#### Page excerpt:
────────────────

Electronic tagging of fishes (i.e. telemetry) can provide valuable information on the spatial ecology, migration, and response to environmental changes and, hence, is the preferred method to study freshwater fishes worldwide (1, 2). External transmitters are commonly used in telemetry studies, however, tissue damage, reduced growth, increased mortality and decreased swimming performance are associated potential negative effects (2). Externally attached transmitters change the stream-line body shape of fishes, and reduced swimming performance from additional drag has been experimentally demonstrated for relatively small Atlantic salmon Salmo salar smolts (3), juvenile rainbow trout Oncorhynchus mykiss (4) and juvenile white sturgeon Acipenser transmontanus (5). In adult S. salar however, Thorstad et al. (6) reported no difference in swimming performance between fish with externally attached transmitters vs. untagged controls. Interestingly, during a different study by Thorstad et al. (7) the relatively poor condition factor of an adult farmed S. salar fitted with an externally attached transmitter was attributed to additional drag resulting from transmitter fouling with green algae, mussels, seaweed and Balanus sp.

────────────────

#### Saved entries:
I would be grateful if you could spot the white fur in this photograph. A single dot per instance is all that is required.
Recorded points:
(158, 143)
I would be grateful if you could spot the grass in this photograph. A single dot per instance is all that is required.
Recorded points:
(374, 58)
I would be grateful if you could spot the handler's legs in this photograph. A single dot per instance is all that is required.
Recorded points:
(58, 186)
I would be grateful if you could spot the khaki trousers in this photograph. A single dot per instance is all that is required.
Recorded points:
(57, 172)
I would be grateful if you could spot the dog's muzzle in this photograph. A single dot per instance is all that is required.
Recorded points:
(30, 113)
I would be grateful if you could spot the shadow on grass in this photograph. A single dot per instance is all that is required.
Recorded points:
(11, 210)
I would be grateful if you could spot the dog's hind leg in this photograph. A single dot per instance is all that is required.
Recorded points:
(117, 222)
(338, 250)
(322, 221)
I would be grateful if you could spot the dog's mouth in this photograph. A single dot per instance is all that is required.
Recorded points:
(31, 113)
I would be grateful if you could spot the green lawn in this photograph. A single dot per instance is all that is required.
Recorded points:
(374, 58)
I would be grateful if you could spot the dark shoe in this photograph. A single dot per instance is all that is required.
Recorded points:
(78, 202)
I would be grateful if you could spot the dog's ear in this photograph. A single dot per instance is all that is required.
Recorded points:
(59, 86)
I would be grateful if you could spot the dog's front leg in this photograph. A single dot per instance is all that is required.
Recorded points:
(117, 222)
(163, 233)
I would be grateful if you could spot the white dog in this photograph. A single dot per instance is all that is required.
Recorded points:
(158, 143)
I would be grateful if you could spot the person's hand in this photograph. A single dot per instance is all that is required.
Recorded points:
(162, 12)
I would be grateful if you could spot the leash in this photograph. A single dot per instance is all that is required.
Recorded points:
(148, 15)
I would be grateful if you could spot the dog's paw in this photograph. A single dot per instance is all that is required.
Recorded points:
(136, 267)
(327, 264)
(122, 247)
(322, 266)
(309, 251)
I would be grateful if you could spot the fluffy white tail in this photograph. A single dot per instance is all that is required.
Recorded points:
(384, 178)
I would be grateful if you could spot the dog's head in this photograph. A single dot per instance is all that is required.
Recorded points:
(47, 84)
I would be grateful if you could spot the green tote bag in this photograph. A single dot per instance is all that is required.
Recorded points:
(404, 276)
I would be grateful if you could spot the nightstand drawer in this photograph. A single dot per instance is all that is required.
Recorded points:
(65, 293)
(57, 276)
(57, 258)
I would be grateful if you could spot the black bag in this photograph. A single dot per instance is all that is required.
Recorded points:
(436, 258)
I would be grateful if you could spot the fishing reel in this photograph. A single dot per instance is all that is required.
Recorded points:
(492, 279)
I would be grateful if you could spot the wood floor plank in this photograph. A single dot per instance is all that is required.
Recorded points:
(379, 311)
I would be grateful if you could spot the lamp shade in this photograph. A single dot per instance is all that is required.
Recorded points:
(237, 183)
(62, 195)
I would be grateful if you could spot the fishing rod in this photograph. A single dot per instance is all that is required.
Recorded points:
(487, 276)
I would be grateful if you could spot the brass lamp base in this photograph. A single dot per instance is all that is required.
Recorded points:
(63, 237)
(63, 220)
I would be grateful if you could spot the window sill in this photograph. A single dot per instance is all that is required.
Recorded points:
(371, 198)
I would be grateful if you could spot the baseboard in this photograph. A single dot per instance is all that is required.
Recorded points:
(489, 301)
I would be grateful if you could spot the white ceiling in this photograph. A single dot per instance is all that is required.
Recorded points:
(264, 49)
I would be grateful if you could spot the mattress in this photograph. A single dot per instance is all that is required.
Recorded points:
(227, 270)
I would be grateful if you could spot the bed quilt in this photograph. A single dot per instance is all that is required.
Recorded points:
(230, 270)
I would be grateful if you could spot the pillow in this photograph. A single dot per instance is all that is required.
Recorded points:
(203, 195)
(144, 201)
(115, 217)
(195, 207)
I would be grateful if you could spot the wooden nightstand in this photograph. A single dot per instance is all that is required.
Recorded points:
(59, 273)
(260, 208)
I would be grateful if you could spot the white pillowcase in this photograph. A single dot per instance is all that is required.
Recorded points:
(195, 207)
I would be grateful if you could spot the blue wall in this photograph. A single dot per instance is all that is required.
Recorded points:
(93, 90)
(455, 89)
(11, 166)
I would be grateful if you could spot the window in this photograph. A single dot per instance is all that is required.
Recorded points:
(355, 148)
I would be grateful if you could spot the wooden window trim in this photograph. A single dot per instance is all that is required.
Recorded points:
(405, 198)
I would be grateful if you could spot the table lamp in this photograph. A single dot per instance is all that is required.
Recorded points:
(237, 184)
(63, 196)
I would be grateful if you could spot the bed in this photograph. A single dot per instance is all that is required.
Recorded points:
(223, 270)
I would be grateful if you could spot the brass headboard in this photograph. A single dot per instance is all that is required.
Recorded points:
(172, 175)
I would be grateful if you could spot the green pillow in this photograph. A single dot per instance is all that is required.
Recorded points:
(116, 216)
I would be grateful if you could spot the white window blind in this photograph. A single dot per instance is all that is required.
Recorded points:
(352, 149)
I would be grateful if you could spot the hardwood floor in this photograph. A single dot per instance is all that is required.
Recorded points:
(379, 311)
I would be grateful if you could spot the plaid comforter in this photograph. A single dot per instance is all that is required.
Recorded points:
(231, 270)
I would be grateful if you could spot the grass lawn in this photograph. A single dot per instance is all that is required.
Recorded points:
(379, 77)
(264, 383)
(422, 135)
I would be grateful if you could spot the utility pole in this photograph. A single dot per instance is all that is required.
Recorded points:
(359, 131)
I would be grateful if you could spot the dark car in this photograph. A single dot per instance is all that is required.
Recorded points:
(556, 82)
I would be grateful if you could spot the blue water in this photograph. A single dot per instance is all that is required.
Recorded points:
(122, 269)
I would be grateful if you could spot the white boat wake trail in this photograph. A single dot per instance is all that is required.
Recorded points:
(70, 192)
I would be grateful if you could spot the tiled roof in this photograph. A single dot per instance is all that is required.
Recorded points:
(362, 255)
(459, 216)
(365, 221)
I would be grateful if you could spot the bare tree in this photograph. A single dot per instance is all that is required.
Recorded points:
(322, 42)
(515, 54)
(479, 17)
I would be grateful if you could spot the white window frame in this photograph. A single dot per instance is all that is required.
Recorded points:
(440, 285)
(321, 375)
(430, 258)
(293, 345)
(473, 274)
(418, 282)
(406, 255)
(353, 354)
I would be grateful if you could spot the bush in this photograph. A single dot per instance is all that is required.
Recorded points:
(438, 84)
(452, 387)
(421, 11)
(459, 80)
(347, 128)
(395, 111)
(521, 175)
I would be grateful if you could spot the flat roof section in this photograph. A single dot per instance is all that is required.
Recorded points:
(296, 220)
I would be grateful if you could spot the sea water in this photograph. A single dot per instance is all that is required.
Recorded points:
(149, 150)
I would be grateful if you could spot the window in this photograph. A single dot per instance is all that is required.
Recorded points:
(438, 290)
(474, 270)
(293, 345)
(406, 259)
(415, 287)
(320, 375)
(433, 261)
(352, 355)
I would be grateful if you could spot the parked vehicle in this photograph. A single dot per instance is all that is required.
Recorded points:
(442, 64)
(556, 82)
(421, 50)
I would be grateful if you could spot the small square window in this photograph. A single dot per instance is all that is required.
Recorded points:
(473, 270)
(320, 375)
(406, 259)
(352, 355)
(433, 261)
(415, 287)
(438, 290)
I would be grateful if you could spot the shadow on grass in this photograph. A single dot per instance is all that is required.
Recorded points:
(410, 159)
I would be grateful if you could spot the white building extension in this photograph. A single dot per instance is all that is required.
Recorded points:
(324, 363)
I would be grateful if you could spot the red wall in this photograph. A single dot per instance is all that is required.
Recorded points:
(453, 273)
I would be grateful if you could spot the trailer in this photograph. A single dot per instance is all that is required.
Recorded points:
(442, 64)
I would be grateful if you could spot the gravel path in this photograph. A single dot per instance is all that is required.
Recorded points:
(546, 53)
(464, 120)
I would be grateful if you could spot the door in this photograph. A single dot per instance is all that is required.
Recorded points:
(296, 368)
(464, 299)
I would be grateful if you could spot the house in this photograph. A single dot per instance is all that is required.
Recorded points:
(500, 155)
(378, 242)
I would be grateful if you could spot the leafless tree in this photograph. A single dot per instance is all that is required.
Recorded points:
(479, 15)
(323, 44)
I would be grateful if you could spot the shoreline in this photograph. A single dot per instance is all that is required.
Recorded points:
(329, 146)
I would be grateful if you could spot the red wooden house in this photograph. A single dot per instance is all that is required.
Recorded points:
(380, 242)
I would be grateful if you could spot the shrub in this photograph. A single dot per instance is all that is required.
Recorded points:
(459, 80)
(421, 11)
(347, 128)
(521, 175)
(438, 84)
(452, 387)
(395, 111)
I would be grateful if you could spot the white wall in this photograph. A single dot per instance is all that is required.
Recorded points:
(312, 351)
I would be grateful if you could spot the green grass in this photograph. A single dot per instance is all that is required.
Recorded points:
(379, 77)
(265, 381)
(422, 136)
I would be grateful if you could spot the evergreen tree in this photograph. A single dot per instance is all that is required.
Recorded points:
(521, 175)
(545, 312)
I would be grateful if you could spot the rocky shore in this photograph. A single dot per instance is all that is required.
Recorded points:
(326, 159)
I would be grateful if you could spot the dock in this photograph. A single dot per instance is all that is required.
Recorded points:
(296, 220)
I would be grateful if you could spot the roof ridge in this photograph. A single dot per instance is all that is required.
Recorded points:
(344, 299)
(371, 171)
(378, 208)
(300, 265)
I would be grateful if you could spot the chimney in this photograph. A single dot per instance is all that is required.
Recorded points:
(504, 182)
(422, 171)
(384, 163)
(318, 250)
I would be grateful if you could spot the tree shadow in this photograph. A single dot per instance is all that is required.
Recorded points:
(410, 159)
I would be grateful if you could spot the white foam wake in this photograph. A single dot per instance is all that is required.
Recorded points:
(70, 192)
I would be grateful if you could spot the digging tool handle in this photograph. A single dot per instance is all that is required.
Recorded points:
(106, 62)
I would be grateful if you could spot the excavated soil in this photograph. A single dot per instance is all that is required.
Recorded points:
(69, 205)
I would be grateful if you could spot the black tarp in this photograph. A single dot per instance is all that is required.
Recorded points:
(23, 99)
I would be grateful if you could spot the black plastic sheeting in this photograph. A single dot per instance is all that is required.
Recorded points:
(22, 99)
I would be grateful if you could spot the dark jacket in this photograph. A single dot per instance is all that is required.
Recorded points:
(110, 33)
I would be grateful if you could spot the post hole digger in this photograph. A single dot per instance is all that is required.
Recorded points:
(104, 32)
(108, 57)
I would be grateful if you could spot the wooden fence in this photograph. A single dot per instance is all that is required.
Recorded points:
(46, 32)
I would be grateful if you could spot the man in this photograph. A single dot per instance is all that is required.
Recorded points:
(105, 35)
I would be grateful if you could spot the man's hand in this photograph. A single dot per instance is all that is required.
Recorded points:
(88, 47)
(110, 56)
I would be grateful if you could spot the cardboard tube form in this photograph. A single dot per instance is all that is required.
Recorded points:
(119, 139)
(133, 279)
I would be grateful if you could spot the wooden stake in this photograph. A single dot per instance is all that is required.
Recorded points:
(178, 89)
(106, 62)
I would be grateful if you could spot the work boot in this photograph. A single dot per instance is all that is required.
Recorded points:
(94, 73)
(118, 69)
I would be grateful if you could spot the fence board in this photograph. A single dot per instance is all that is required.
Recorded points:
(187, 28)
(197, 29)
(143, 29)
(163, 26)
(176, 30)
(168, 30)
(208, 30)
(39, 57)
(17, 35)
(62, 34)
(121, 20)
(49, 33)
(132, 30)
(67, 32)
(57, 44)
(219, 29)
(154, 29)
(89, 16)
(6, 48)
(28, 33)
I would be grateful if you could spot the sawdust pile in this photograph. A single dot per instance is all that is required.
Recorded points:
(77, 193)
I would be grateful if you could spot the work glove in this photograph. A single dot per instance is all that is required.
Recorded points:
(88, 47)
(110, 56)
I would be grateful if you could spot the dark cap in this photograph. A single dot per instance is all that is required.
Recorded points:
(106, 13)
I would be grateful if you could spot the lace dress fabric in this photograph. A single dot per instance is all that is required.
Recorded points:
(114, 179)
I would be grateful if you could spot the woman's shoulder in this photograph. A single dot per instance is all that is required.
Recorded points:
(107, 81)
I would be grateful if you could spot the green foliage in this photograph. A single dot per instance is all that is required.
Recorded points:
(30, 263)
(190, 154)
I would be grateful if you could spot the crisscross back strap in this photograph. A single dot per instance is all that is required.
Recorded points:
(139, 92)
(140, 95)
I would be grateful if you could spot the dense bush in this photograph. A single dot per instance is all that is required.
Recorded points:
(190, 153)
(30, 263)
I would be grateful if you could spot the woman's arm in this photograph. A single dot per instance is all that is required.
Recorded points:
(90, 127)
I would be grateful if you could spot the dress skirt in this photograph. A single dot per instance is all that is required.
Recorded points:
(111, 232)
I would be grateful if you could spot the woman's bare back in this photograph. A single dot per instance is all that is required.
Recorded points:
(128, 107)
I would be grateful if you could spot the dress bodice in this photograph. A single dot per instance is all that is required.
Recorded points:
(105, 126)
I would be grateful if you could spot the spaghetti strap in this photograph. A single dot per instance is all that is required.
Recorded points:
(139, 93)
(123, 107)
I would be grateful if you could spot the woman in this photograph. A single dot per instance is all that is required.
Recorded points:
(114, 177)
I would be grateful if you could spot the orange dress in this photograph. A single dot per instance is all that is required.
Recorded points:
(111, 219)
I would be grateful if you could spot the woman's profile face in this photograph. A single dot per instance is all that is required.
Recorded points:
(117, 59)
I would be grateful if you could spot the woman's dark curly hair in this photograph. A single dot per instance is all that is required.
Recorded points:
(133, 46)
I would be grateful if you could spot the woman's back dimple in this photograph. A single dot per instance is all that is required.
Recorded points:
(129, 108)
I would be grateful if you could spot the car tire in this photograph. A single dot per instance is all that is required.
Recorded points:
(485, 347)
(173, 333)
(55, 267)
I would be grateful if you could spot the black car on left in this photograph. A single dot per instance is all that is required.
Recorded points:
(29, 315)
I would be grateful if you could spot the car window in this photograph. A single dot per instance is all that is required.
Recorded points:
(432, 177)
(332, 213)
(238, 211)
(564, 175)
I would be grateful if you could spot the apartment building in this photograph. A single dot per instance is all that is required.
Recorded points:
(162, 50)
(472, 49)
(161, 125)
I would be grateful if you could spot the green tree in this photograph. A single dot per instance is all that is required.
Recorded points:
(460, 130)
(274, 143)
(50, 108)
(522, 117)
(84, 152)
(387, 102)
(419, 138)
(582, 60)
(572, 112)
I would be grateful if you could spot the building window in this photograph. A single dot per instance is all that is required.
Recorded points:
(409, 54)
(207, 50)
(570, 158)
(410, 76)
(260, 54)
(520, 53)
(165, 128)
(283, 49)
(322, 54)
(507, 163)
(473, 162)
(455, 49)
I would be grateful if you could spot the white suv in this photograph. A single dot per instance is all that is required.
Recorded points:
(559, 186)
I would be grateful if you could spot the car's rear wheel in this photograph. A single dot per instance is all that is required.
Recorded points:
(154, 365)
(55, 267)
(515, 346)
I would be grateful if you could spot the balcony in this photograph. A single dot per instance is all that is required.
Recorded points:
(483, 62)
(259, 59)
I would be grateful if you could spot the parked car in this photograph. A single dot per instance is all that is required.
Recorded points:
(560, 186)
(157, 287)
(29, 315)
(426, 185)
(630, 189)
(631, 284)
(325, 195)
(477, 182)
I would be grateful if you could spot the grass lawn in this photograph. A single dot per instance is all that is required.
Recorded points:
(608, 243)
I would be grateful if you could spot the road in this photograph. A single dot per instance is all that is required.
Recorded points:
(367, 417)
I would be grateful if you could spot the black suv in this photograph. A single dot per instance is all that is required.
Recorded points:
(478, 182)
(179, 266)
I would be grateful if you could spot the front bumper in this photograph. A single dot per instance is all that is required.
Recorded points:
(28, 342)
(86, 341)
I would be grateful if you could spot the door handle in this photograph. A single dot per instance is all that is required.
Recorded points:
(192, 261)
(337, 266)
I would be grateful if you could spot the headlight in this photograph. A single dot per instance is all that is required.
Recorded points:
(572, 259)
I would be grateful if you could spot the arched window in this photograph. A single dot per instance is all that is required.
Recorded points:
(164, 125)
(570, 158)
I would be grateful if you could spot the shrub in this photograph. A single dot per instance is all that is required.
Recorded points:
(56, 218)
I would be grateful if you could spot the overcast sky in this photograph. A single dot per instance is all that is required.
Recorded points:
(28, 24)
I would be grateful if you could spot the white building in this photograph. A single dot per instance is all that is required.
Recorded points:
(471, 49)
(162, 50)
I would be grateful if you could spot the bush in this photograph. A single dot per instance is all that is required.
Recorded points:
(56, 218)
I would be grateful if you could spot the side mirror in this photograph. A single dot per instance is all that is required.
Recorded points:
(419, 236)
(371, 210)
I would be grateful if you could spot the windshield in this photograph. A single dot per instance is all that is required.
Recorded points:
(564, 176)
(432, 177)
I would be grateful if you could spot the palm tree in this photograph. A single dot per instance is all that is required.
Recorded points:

────────────────

#### Exercises:
1) According to the passage on electronic tagging of fishes, what was the relatively poor condition factor of the adult farmed S. salar with an externally attached transmitter attributed to?
2) Pick up the passage on electronic tagging of fishes after its last sentence and continue writing it.

#### Task results:
1) It was attributed to additional drag from transmitter fouling with green algae, mussels, seaweed and Balanus sp.

2)
Here we report on the observed fouling of external transmitters attached to African tigerfish Hydrocynus vittatus, Castelnau 1861, in the Kavango River, Namibia. These fish were part of a larger study involving the movement behaviour of 49 tigerfish (8). The tagging procedures were as follows. Tigerfish were anaesthetized using 2-phenoxy-ethanol (0.3 ml/L) and fitted with external radio transmitters (Model F2120 Advanced Telemetry Systems, Inc., Isanti, MN, USA) that are encapsulated in 3M Scotchcast and the antenna was nylon coated, weigh 16 g in the air and measure 55 × 20 × 11 mm. Transmitters were attached with orthopaedic wire (0.65 mm diameter) threaded horizontally through the pterygiophore bones in the dorsal musculature. The external transmitters were secured by twisting and locking the ends of the wire against a flat plastic back-plate on the adjacent side of the transmitter. The tags were attached tightly to the body of the tigerfish to minimize the risk of snagging, fouling and to minimize possible drag. After tagging, fork length (LF) was measured to the nearest mm and total body mass (g) were recorded and all fish were released at their capture site.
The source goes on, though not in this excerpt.